Exercise instructions -
(a) In the wiretap ruling article below, shorten the paragraph that begins "The Protect America Act expired last February" or turn it into a list, and keep its main facts.
(b) Check each statement against the wiretap ruling article below. Answer yes or no, and quote the words from the article that decide it.
(i) The communications company that brought the case is named as AT&T.
(ii) The Court of Review found the Protect America Act reasonable under the Fourth Amendment.
(iii) The ruling overturned the secret court's first finding.
(c) From the wiretap ruling article below, reproduce word for word the part from "The Foreign Intelligence" up to and including "interceptions was constitutional.".
— start of Extracted text —
The Foreign Intelligence Surveillance Court of Review - the appeals court for the secret Foreign Intelligence Surveillance Court - said in an unclassified version of an August 2008 ruling that a now-expired law authorizing the interceptions was constitutional.

The ruling, which affirmed the secret court's initial finding, was a victory for President George W. Bush's administration which had faced criticism for saying it had the right to conduct warrantless wiretaps in certain circumstances for national security reasons.

"The Department of Justice is pleased with this important ruling," said Justice Department spokesman Dean Boyd.

The case involved a challenge by an unnamed communications company that protested the Protect America Act of 2007 which authorized the executive branch to tap international communication of people who were believed to be outside of the United States without first getting a court warrant.

The Court of Review said the Protect America Act was reasonable under the Fourth Amendment.

The release of the opinion marked only the second time the court had published any of its rulings since it was established more than 30 years ago, Boyd said.

Dozens of lawsuits have been filed in the past few years accusing AT&T Inc, Verizon Communications Inc and Sprint Nextel Corp of violating Americans' privacy rights in the surveillance program.

The Protect America Act expired last February. In July, Congress passed a new law allowing the surveillance and also granting liability protection to telecommunication companies that took part in the warrantless domestic spying program after the September 11 attacks in 2001.

The measure shielded those firms from potentially billions of dollars in damages from privacy lawsuits and implements the biggest overhaul of U.S. spy laws in three decades.
— end of Extracted text —
— start of Given data —
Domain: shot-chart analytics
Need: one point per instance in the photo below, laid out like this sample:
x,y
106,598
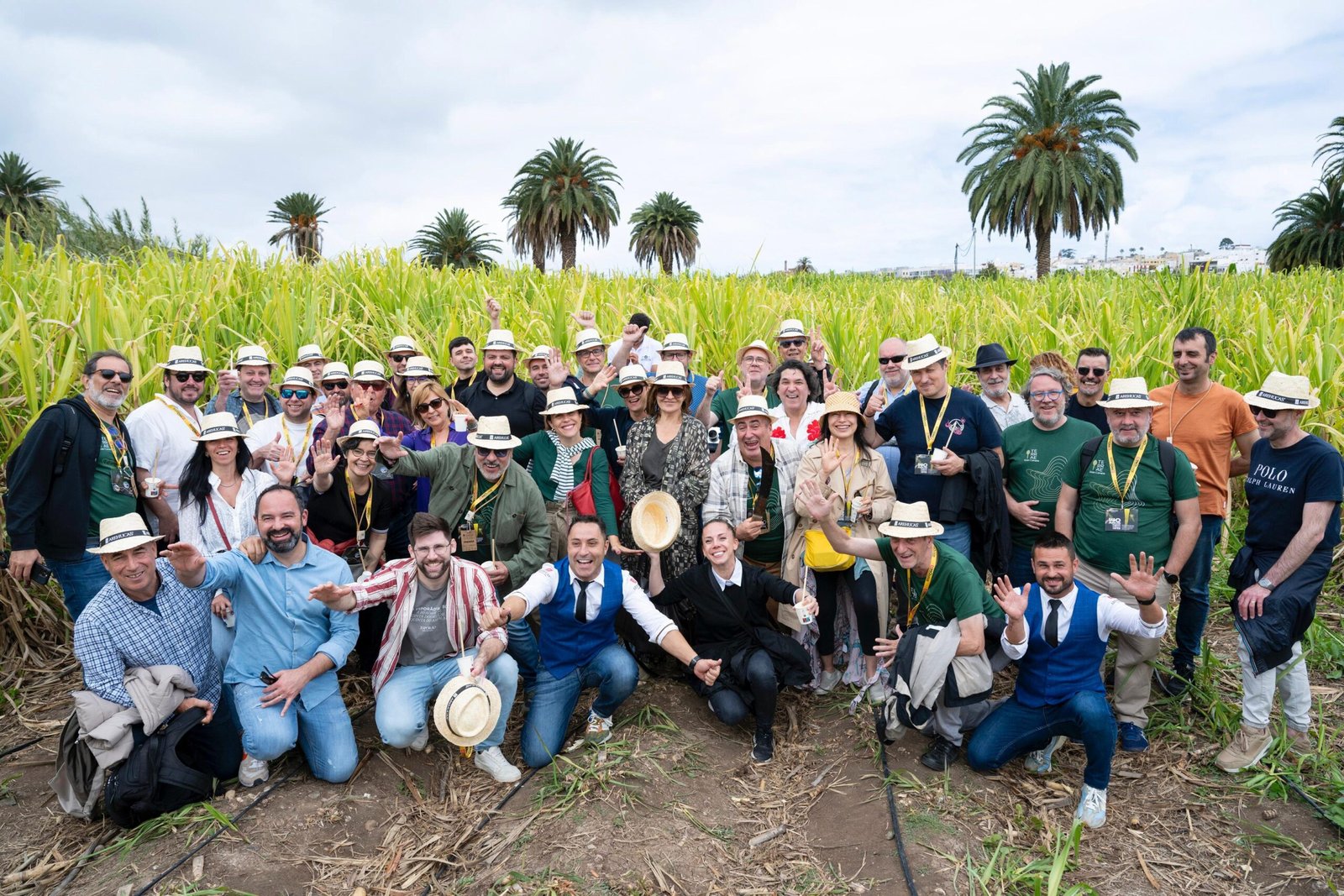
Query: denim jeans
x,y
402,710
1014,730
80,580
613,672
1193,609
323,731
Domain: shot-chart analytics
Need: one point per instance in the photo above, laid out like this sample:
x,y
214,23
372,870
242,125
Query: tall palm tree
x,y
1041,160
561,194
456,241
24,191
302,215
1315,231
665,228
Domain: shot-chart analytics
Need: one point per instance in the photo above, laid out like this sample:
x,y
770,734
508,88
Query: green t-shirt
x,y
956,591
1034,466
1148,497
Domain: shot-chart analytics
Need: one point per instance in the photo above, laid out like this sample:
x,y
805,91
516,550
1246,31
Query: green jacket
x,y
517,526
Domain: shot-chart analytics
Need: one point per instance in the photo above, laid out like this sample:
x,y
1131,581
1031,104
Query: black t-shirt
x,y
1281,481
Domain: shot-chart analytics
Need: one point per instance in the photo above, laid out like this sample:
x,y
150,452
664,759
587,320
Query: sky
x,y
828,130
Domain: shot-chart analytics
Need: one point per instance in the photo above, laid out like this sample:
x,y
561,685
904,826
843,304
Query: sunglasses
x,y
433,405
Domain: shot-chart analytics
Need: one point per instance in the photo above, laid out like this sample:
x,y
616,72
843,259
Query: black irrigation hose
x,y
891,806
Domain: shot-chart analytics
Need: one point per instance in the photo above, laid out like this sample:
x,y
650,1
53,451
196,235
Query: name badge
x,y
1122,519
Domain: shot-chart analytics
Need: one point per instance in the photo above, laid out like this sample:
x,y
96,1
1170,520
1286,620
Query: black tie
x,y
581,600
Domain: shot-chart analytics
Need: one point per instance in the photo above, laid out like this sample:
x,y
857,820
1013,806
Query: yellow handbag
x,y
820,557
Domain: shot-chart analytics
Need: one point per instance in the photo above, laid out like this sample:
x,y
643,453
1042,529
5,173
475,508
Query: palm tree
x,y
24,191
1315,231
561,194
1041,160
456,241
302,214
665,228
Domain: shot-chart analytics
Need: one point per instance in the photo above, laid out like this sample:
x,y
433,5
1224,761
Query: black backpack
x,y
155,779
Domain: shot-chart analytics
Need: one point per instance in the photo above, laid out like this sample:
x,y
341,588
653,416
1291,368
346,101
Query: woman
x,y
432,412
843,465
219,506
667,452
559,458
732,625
— end of Given data —
Worked answers -
(a)
- The Protect America Act expired last February.
- In July, Congress passed a new law that allows the surveillance.
- The same law gives liability protection to telecommunication companies that took part in the warrantless domestic spying program after the September 11, 2001 attacks.

(b)
(i) No: "a challenge by an unnamed communications company"
(ii) Yes: "The Court of Review said the Protect America Act was reasonable under the Fourth Amendment."
(iii) No: "The ruling, which affirmed the secret court's initial finding"

(c)
The Foreign Intelligence Surveillance Court of Review - the appeals court for the secret Foreign Intelligence Surveillance Court - said in an unclassified version of an August 2008 ruling that a now-expired law authorizing the interceptions was constitutional.